> _WHAT THE EXERCISE ASKS_
Gather each line below that contains the word "ceiling" and copy it out. Match case: only lines with the word in exactly that case count.

> _DATA FOR PROCESSING_
___

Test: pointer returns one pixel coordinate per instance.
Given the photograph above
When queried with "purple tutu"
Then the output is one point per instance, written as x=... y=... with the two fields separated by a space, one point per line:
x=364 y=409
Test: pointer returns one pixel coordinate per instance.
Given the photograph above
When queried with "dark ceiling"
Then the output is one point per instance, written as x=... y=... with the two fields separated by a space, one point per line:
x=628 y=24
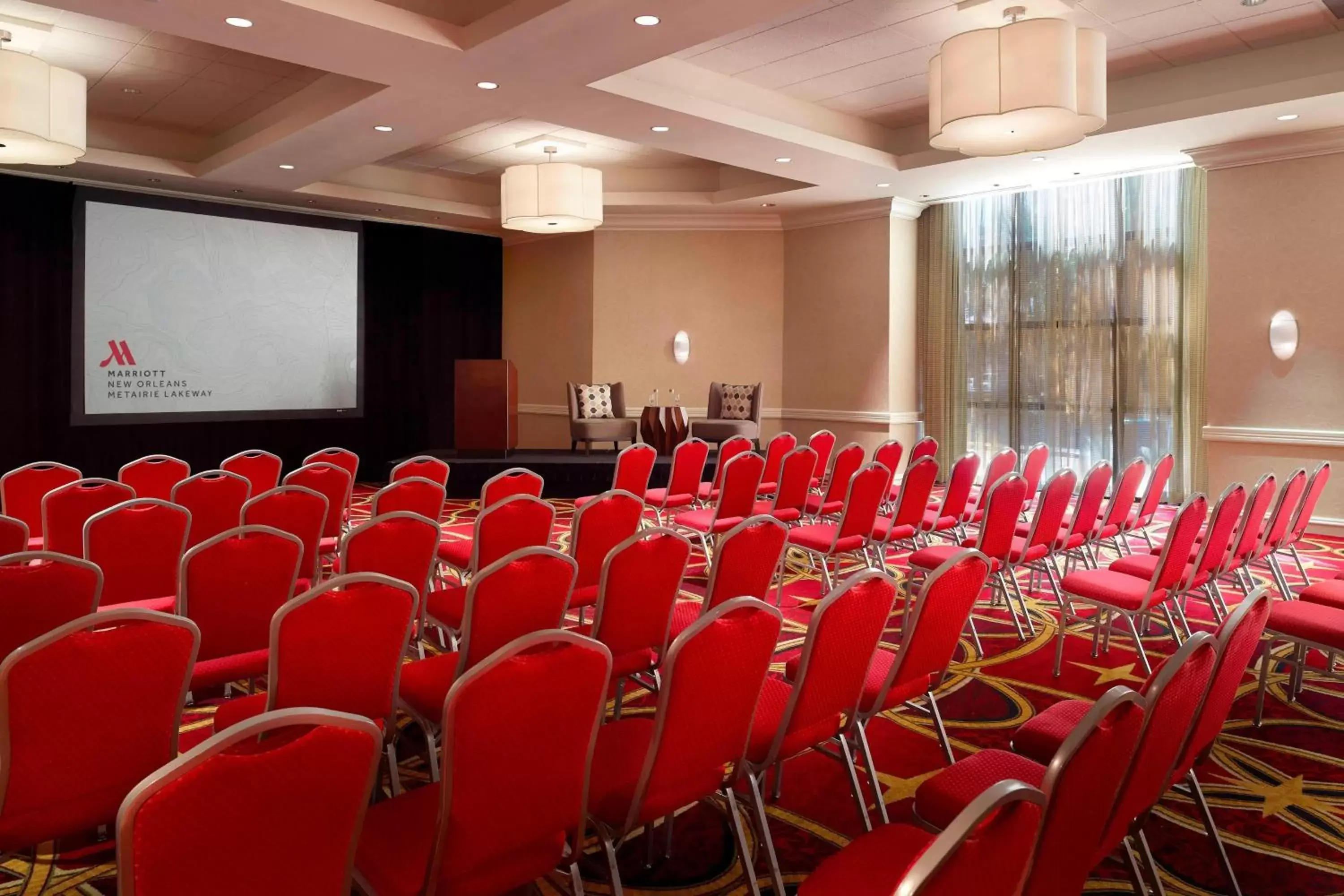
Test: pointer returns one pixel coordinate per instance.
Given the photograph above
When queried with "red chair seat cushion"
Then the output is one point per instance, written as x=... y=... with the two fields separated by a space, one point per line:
x=871 y=866
x=943 y=797
x=1112 y=589
x=425 y=683
x=1305 y=621
x=221 y=671
x=1041 y=737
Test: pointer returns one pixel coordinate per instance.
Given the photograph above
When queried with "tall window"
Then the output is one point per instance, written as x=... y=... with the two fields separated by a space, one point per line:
x=1061 y=316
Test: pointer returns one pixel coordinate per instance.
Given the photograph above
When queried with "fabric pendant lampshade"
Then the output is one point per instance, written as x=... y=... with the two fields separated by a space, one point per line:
x=1033 y=85
x=42 y=112
x=554 y=198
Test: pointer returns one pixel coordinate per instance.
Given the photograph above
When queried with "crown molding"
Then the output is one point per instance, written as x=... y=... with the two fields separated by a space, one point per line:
x=1303 y=144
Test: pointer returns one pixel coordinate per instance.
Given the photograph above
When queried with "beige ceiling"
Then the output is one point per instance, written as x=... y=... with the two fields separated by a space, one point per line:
x=160 y=80
x=871 y=57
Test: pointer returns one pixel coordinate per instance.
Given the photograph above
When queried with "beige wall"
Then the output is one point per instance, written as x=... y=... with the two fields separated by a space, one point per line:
x=1276 y=241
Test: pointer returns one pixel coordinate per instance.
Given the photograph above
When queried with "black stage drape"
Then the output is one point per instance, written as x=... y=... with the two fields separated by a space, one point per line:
x=431 y=297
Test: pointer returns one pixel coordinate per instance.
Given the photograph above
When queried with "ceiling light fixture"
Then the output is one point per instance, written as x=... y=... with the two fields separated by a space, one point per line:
x=1033 y=84
x=553 y=198
x=42 y=119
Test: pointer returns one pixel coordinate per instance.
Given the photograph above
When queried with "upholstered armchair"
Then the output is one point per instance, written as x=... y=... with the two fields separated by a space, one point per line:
x=715 y=429
x=603 y=429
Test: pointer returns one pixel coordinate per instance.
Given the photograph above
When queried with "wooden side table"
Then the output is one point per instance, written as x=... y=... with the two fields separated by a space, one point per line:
x=663 y=428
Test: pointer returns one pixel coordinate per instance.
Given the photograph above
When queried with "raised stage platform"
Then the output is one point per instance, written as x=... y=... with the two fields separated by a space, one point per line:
x=568 y=474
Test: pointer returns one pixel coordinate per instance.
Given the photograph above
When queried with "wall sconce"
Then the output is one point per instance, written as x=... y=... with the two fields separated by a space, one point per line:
x=682 y=347
x=1283 y=335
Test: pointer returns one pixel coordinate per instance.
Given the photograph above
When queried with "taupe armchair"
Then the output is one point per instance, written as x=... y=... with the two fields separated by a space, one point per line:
x=715 y=429
x=613 y=431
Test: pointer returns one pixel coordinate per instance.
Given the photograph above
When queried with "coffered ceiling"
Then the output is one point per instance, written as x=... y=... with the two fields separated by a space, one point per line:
x=765 y=108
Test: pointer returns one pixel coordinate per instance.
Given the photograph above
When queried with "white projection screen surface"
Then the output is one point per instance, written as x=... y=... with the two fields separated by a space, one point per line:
x=214 y=315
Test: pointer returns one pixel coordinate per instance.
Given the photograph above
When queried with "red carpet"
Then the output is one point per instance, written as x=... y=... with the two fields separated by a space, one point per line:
x=1279 y=793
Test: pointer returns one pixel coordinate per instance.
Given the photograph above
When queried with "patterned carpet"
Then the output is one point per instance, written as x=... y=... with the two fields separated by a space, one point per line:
x=1277 y=792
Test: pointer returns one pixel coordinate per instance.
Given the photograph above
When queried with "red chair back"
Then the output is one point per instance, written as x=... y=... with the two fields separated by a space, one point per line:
x=139 y=546
x=410 y=493
x=706 y=706
x=424 y=468
x=340 y=646
x=842 y=638
x=41 y=591
x=292 y=784
x=232 y=585
x=14 y=535
x=343 y=458
x=633 y=468
x=22 y=491
x=1172 y=702
x=523 y=593
x=775 y=452
x=66 y=508
x=601 y=524
x=260 y=468
x=642 y=578
x=334 y=484
x=154 y=476
x=214 y=499
x=933 y=626
x=746 y=560
x=515 y=480
x=127 y=671
x=295 y=509
x=556 y=684
x=1081 y=782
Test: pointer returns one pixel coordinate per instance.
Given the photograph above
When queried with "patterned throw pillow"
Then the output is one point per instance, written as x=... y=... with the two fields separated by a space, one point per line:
x=596 y=402
x=737 y=402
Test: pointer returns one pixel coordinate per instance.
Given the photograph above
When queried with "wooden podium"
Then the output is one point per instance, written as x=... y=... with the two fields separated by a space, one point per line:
x=486 y=406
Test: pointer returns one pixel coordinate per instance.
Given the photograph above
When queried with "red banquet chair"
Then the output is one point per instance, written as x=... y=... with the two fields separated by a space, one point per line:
x=525 y=591
x=260 y=468
x=293 y=785
x=1128 y=597
x=154 y=476
x=471 y=833
x=410 y=493
x=66 y=508
x=297 y=511
x=22 y=491
x=14 y=535
x=746 y=563
x=827 y=543
x=601 y=524
x=232 y=586
x=815 y=706
x=41 y=591
x=338 y=646
x=775 y=452
x=831 y=500
x=633 y=468
x=421 y=466
x=823 y=443
x=124 y=675
x=683 y=485
x=139 y=546
x=995 y=833
x=215 y=499
x=647 y=767
x=642 y=578
x=1081 y=780
x=929 y=637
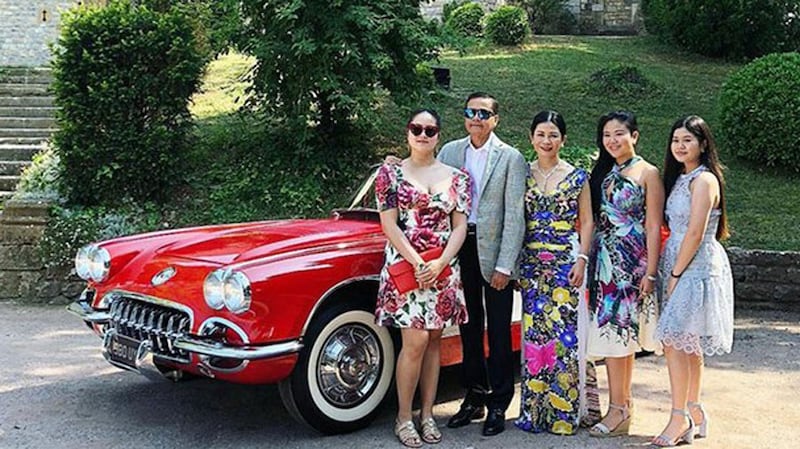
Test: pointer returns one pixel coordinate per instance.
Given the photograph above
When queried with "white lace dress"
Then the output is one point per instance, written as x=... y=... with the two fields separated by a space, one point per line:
x=698 y=317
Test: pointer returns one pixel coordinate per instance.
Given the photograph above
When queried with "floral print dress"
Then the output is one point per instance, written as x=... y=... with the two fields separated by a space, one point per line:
x=425 y=221
x=552 y=386
x=620 y=323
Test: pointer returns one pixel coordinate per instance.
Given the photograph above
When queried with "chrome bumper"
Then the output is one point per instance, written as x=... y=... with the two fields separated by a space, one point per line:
x=85 y=312
x=196 y=345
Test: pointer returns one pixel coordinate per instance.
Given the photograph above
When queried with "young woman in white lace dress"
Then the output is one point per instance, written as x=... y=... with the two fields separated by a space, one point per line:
x=697 y=315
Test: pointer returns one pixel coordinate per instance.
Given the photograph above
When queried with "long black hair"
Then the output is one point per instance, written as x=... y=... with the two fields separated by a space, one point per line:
x=605 y=162
x=709 y=157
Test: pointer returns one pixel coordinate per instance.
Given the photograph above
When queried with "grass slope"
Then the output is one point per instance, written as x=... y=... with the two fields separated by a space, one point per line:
x=553 y=73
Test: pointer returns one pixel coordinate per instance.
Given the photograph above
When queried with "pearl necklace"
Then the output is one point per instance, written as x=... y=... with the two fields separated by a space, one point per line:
x=546 y=175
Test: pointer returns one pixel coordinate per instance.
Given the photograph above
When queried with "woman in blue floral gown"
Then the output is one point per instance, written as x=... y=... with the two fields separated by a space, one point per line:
x=552 y=266
x=627 y=201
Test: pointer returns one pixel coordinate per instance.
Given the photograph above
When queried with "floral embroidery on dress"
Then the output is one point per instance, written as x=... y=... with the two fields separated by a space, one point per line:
x=550 y=386
x=425 y=220
x=619 y=262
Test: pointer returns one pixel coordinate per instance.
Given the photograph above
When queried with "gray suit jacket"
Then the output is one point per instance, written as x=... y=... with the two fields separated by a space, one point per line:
x=501 y=210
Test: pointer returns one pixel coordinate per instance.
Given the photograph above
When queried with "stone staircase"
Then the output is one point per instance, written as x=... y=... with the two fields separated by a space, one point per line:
x=27 y=119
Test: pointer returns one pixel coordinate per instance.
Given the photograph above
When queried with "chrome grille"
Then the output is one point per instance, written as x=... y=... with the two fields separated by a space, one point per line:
x=160 y=325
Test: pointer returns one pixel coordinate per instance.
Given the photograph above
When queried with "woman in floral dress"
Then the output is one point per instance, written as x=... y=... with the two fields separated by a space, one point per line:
x=552 y=266
x=423 y=205
x=627 y=202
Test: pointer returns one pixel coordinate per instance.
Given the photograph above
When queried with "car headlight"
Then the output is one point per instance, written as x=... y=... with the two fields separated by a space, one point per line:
x=214 y=289
x=82 y=261
x=237 y=292
x=99 y=265
x=92 y=263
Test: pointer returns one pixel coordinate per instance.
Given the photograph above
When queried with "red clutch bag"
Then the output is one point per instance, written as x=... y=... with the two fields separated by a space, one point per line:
x=402 y=273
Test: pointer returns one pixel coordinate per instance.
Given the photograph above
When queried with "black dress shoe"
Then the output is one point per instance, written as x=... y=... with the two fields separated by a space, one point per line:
x=465 y=415
x=495 y=422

___

> _COMPLETED EXERCISE_
When queried with "dark ceiling"
When queried with "beige ceiling"
When queried with "ceiling light fixture"
When queried with "coffered ceiling"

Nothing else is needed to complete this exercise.